* **Text passage**:
Tip the hat, but that's German
Thanks for another fascinating video. Another mysterious radio signal are those Driftnet Radio Buoys (DRB) which transmit 3 letter Morse Code used by fishing boats operating in open seas and oceans for collecting fishing nets. These are low power and operate between 1600 khz and up to 4.000 Mhz including thr 160 meter band. On a good night they can be heard for hundreds or even thousands of miles.
My fascination with Number Stations is what got me interested in Shortwave! Thank you for your videos and time!
It could have been their plan all along kind of like video game developers making five nights at Freddy's.
Same with me, it was about 20 years ago. This is just so fascinating, not only number stations, but also ham radio and signal identification.
Another interesting video, thanks Louis. It's good to have some background on these stations that one comes across while tuning around. It does make you wonder about the costs of running these stations...
As a child radio was my hobby literally 24/7 I listened to all sorts from shortwave, dx-ing beacons, mw transatlantic……decoding all sorts on shortwave. The Russian woodpecker was the sound of my childhood. Still got my RCA AR88D and Sony ICF2001D. Number stations were common back then.
Lewis thank you for all the videos you post. Your hard work doesn't go unnoticed. I understand your videos & your Pic. Scheme that accompanies them. I like the antenna Pics. you post, and I enjoy the Pics. Of your beautiful countryside. I enjoy listening to you & I think you are a great teacher!
Your friend Dave,
Palm Beach Florida, United States.
Thanks so much Dave
@Ringway Manchester >>> 👍👍
It seems unlikely that after decades of keeping the purpose of a number station entirely secret that when retiring it and leaving the site to become derelict, actual log books are carelessly left behind with useful details for random explorers to find later on.

* **Input for this task**:
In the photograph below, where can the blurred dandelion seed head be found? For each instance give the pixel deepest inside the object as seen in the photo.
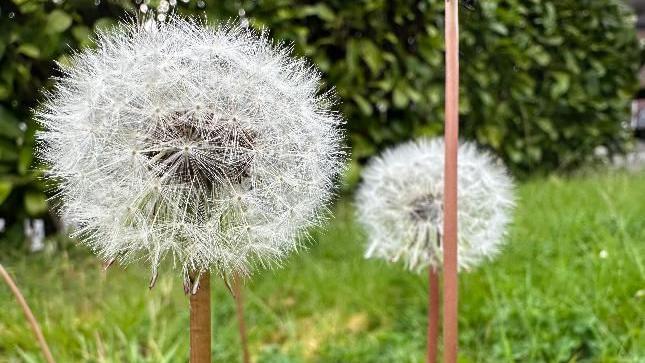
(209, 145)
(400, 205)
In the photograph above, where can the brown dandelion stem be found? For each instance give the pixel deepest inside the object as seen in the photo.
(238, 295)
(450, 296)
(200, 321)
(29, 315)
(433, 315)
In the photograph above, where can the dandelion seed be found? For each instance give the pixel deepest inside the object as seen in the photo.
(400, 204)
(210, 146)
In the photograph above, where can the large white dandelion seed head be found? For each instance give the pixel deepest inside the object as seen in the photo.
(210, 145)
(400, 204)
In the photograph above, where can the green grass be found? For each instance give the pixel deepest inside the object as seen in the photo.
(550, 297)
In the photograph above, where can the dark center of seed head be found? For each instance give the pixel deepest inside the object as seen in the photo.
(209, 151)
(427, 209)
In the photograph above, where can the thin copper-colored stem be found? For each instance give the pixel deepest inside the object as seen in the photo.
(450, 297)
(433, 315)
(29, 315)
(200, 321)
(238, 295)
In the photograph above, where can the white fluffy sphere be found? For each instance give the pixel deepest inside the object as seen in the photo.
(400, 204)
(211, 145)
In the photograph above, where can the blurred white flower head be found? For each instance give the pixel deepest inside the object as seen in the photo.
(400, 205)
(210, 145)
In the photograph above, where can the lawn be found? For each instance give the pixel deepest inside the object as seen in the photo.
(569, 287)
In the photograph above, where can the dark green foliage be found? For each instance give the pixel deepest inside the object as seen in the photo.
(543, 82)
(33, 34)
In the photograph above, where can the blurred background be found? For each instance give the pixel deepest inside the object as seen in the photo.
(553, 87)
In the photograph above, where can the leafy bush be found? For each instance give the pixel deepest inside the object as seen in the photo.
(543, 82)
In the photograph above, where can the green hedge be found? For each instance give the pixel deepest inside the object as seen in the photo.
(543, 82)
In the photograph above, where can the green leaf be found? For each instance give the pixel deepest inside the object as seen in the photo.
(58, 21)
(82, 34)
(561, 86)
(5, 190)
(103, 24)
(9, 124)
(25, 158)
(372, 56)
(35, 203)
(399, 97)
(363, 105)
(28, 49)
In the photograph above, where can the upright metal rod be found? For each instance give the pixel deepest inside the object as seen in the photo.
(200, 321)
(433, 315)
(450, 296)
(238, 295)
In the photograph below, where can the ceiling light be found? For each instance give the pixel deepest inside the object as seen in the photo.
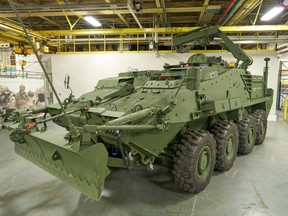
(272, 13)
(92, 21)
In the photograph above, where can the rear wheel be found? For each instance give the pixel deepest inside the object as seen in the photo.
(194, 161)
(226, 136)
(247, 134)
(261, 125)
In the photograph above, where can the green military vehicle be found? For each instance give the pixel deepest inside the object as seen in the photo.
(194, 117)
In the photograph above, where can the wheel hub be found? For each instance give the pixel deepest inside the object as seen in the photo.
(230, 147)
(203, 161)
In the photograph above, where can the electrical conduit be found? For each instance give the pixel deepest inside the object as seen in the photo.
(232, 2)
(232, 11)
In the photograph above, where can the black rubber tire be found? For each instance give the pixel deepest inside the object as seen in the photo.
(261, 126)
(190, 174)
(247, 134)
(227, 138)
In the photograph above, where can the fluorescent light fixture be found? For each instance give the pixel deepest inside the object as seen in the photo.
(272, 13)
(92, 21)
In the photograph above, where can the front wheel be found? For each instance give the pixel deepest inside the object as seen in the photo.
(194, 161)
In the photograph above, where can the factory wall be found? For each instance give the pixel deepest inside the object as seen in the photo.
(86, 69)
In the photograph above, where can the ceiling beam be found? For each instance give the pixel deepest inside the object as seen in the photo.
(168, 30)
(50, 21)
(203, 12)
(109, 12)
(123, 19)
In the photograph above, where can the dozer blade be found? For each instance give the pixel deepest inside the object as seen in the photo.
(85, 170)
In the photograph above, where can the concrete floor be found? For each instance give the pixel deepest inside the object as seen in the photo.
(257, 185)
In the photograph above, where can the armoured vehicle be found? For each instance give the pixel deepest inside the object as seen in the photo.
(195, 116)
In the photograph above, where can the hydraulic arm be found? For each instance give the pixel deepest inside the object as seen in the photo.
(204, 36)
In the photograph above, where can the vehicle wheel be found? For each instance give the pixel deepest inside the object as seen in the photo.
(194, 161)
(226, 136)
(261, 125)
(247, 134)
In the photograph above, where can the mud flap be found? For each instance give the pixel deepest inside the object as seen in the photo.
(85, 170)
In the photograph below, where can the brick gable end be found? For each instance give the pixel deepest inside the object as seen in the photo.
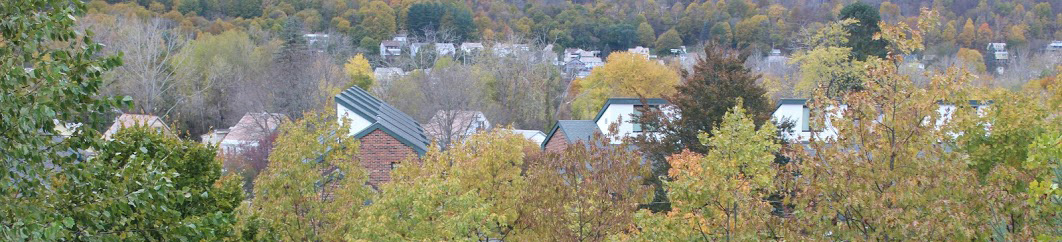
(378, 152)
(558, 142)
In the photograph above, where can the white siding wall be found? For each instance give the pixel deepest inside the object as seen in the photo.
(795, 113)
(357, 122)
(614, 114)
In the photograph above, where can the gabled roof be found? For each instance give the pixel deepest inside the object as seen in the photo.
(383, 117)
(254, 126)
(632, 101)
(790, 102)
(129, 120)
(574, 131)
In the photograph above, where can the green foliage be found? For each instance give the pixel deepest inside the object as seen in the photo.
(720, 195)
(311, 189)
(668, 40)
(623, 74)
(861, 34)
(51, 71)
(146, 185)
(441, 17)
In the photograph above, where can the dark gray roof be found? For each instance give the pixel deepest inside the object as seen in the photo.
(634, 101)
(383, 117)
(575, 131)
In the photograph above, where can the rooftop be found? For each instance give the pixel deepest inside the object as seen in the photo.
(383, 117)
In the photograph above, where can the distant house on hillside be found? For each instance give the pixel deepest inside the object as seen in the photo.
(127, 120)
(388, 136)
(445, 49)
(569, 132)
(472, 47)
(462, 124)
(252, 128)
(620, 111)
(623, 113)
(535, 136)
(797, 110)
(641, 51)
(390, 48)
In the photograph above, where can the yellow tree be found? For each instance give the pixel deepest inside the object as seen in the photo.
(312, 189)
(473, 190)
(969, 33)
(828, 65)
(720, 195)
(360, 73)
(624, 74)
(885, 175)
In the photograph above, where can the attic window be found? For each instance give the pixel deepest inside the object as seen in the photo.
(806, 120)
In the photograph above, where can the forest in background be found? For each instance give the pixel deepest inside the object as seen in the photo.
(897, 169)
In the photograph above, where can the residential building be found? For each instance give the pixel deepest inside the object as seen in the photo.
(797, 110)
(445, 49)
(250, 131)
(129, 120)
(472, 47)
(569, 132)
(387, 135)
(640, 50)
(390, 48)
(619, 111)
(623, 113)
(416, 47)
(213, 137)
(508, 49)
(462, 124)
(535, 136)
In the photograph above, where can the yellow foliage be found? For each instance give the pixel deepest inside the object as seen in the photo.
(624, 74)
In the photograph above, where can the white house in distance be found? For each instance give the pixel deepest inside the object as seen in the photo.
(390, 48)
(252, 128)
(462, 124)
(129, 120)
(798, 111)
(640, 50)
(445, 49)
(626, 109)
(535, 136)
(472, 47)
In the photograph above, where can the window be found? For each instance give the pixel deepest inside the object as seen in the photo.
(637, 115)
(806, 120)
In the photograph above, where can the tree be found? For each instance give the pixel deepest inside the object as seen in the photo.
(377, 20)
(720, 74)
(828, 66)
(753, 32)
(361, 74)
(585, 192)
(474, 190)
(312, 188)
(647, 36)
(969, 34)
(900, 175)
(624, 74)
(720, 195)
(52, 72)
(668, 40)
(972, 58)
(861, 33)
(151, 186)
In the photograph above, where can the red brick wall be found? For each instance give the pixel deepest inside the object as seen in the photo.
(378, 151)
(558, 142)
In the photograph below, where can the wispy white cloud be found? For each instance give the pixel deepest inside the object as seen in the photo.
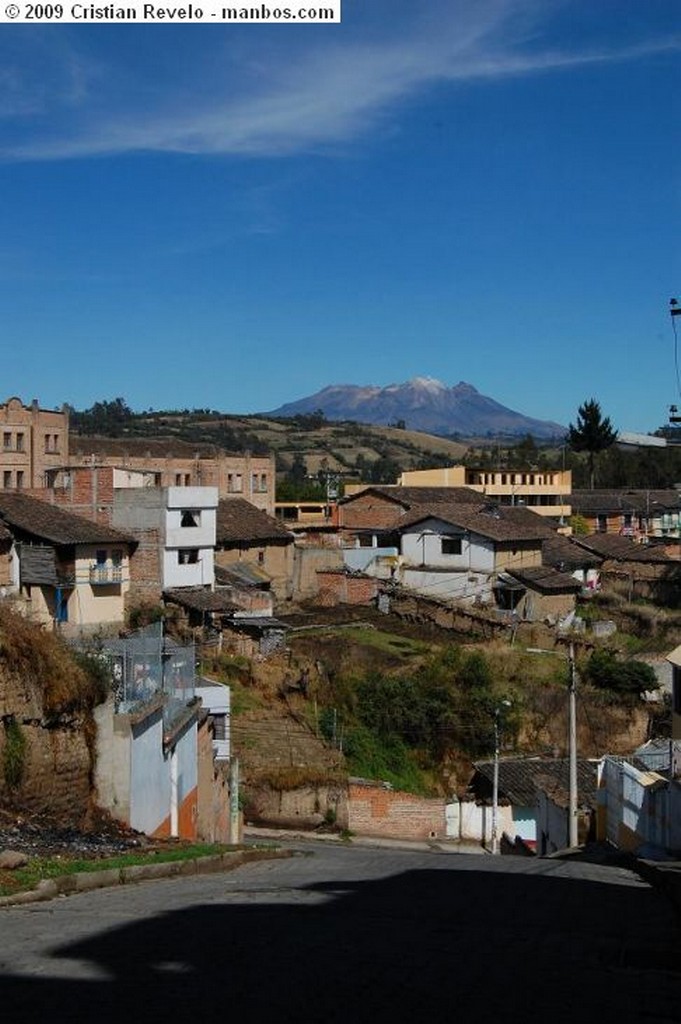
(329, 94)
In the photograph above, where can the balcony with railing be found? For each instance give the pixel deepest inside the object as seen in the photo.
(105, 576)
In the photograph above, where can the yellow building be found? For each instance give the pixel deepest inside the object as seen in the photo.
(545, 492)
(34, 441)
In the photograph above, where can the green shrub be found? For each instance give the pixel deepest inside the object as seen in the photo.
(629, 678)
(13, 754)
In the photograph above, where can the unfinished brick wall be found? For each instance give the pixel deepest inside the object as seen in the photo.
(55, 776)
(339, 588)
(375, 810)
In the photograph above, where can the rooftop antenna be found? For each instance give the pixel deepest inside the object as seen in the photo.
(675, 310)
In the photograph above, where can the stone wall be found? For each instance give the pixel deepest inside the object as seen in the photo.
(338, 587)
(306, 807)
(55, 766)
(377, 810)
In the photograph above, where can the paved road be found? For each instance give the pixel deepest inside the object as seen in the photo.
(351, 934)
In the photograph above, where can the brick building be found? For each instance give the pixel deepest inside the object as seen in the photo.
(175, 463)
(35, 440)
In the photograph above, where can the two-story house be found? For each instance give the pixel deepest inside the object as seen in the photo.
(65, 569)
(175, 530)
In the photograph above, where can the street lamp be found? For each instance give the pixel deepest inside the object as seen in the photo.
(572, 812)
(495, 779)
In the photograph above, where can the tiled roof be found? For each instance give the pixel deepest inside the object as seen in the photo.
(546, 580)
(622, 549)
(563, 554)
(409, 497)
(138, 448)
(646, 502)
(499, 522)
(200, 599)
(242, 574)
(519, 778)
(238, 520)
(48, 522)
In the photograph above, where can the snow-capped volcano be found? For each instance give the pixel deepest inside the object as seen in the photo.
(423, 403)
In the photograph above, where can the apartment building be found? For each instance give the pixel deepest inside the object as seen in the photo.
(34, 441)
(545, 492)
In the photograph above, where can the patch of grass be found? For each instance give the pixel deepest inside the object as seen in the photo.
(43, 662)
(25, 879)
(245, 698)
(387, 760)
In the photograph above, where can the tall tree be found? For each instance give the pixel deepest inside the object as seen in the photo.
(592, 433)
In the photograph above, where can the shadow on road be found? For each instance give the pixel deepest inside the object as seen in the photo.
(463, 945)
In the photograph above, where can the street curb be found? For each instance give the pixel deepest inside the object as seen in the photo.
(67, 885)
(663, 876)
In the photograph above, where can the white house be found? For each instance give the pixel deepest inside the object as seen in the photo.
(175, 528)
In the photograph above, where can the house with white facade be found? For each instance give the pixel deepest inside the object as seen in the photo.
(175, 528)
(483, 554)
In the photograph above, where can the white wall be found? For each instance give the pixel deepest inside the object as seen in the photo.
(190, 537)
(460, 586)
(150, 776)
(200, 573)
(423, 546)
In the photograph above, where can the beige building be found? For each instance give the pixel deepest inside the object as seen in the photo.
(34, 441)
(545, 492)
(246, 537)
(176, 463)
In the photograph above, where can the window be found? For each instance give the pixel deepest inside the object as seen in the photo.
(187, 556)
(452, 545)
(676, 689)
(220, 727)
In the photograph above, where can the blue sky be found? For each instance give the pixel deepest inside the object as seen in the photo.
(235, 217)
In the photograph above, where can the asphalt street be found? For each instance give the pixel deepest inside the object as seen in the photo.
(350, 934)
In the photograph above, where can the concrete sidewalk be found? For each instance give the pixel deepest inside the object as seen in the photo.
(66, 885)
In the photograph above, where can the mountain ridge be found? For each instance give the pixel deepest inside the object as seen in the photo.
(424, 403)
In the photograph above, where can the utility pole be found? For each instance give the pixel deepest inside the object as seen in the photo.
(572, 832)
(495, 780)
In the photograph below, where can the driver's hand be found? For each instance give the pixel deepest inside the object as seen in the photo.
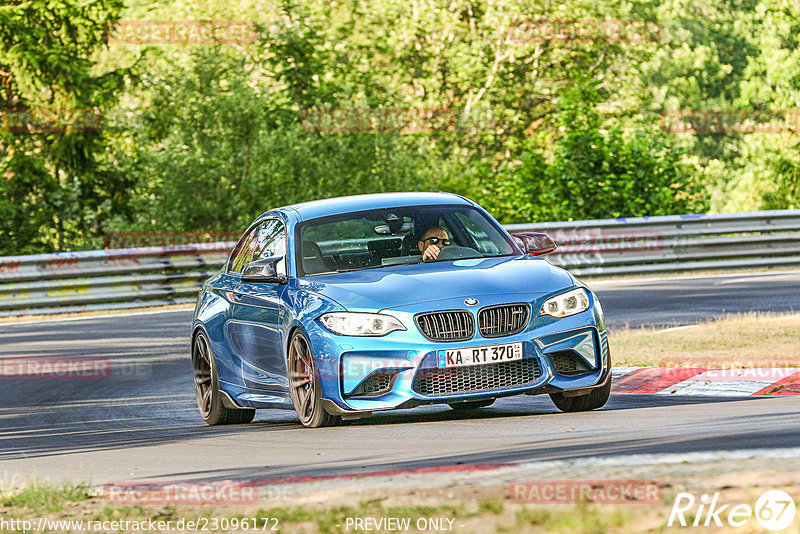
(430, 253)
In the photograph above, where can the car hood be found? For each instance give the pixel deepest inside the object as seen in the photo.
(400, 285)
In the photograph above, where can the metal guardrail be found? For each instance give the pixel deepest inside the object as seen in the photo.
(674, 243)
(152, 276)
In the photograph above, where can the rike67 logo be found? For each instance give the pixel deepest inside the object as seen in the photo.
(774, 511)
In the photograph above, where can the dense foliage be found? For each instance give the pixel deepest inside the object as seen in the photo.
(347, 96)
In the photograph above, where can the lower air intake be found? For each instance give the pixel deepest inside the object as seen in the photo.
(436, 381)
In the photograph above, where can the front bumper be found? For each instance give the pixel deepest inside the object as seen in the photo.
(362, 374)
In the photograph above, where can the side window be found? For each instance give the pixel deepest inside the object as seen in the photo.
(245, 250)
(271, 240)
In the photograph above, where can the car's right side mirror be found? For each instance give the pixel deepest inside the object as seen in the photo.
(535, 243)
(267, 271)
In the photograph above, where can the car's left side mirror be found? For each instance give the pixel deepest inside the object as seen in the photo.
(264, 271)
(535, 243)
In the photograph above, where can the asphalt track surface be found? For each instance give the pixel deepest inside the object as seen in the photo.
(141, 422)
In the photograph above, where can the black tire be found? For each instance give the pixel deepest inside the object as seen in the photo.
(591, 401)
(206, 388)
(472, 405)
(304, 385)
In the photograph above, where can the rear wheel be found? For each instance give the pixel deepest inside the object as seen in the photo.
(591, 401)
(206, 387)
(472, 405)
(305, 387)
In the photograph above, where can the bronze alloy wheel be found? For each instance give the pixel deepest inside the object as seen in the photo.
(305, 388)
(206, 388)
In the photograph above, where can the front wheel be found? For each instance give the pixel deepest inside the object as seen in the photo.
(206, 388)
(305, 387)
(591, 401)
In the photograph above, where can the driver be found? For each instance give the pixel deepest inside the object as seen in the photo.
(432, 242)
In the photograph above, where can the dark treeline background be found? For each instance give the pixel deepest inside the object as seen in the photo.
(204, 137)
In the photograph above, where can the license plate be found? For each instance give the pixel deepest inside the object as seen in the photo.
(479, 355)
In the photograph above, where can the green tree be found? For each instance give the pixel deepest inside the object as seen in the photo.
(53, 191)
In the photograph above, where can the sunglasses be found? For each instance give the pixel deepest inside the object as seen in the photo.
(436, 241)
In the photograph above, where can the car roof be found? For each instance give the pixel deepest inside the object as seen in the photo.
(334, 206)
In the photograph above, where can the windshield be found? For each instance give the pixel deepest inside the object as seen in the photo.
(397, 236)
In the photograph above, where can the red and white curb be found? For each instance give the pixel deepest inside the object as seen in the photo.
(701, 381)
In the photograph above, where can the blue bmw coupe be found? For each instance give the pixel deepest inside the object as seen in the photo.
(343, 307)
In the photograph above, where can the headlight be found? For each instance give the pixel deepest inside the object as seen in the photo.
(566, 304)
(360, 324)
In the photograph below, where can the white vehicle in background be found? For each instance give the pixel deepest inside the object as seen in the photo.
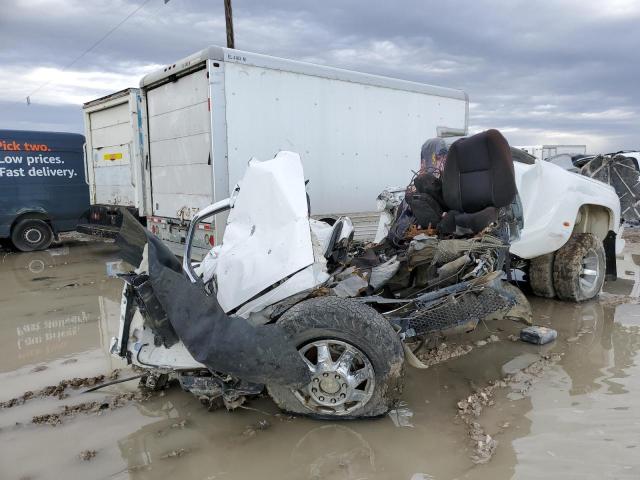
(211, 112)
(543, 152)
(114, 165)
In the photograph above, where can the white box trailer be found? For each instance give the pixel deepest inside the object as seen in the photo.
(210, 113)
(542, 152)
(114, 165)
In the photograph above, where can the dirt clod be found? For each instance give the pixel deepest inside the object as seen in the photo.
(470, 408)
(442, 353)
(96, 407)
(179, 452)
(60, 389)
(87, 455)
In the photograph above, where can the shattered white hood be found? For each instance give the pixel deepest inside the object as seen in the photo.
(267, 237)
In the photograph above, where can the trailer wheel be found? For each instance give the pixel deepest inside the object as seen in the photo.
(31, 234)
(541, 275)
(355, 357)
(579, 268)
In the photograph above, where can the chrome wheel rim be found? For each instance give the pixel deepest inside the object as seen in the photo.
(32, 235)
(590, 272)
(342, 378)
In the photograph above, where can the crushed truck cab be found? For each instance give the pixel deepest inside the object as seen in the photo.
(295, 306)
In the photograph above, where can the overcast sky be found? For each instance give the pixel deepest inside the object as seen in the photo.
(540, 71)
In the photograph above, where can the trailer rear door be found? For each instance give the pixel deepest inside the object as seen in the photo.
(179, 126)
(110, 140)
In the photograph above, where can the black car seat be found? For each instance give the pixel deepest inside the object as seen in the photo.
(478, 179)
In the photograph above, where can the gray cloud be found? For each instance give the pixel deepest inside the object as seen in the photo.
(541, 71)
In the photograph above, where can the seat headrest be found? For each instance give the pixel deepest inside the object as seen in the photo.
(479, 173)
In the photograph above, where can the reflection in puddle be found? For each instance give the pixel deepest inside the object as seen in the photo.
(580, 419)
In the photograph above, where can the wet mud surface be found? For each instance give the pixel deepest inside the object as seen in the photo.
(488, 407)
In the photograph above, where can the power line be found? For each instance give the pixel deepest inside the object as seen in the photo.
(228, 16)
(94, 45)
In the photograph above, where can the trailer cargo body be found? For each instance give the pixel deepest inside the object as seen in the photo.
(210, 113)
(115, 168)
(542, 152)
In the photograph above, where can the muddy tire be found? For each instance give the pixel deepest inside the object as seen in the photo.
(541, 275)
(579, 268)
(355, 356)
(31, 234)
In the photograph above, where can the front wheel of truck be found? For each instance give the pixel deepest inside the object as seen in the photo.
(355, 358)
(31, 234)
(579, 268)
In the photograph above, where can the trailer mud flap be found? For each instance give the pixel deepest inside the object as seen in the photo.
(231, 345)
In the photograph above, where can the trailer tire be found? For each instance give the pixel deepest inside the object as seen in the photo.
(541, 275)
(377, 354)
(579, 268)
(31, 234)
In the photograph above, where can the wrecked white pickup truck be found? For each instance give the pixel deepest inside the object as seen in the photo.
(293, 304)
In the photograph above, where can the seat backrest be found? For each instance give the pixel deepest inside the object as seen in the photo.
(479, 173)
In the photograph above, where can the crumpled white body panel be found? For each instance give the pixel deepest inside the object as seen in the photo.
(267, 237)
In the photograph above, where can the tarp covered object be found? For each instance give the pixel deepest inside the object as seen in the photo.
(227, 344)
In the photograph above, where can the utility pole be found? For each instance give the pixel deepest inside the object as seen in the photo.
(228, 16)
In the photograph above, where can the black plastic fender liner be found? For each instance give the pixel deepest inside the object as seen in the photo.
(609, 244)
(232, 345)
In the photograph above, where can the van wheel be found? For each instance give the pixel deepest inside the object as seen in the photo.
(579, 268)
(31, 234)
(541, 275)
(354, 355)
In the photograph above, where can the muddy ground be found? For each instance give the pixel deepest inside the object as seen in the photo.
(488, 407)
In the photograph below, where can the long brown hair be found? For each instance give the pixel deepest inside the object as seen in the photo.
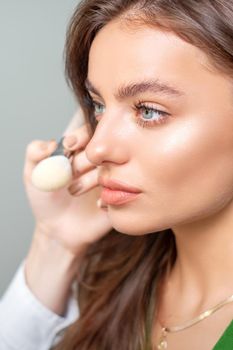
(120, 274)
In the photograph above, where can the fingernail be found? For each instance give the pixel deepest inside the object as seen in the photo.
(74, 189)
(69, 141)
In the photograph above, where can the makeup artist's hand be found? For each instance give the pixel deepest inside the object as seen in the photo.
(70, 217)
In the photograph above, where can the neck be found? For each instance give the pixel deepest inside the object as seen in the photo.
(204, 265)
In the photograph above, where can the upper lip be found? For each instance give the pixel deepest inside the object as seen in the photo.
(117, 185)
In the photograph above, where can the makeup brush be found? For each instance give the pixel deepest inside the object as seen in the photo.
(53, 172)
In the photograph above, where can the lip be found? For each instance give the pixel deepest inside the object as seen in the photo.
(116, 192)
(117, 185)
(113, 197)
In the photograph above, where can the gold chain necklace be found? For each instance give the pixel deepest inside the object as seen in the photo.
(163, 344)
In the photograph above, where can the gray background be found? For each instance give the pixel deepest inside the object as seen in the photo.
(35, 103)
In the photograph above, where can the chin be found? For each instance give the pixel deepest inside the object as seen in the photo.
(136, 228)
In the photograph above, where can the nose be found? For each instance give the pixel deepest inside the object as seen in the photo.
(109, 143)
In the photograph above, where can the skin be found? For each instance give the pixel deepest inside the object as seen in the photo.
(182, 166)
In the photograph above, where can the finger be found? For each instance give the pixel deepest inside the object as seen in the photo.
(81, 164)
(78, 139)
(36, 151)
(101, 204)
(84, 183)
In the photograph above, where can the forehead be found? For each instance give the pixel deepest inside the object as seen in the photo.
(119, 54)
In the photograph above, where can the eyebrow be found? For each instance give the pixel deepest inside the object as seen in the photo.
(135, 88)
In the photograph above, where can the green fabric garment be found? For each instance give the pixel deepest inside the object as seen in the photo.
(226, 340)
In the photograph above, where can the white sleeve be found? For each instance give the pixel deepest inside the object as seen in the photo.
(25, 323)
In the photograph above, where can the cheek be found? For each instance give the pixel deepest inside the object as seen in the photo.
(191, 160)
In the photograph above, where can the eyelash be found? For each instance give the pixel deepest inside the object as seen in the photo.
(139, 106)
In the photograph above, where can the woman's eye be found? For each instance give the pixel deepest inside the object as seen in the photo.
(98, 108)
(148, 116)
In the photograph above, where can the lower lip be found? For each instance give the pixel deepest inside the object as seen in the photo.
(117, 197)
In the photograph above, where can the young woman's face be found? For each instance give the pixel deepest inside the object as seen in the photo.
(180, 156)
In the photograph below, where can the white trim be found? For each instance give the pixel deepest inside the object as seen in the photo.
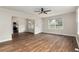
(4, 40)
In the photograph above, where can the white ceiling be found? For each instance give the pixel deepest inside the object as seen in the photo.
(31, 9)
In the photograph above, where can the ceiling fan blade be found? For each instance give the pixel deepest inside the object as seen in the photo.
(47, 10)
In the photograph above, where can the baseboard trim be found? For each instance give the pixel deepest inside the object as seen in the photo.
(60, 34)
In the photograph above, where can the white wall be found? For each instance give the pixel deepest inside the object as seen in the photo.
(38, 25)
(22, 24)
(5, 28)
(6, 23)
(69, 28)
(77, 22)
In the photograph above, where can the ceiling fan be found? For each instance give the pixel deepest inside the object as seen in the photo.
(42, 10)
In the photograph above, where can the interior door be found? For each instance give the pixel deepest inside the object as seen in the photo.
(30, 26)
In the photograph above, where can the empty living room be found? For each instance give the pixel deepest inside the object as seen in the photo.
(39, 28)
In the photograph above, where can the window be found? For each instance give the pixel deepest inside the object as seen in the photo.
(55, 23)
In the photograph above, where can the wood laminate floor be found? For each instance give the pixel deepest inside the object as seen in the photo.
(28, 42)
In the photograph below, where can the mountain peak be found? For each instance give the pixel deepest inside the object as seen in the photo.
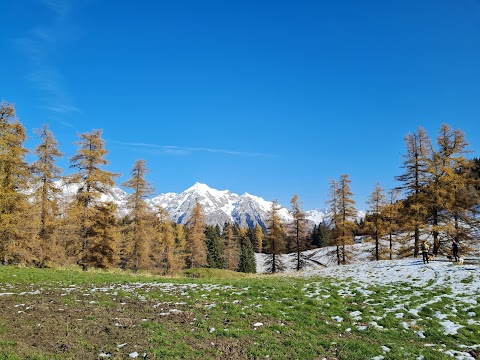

* **Stated goal A**: In the comments on number stations, which two radios does one commenter say they still own?
* **Stated goal B**: Reproduce the records word for word from the line with "In the photograph above, where can the empty" through the end of the records, both ends included, and leave the pictures out.

* **Solution A**: An RCA AR88D and a Sony ICF2001D.

* **Solution B**:
In the photograph above, where can the empty living room be found? For each instance give the pixel deepest inside the object as seen in the photo.
(39, 28)
In the photograph above, where can the window be found? For each instance give the pixel deepest inside the object as seen in the photo.
(55, 23)
In the photograph above, where can the wood laminate floor be found? For each instance give the pixel deepest inside the object as seen in the photo.
(28, 42)
In the photograph below, where can the mountain peak be found? For each instance give the pixel deepest inside the object as seen in the photo.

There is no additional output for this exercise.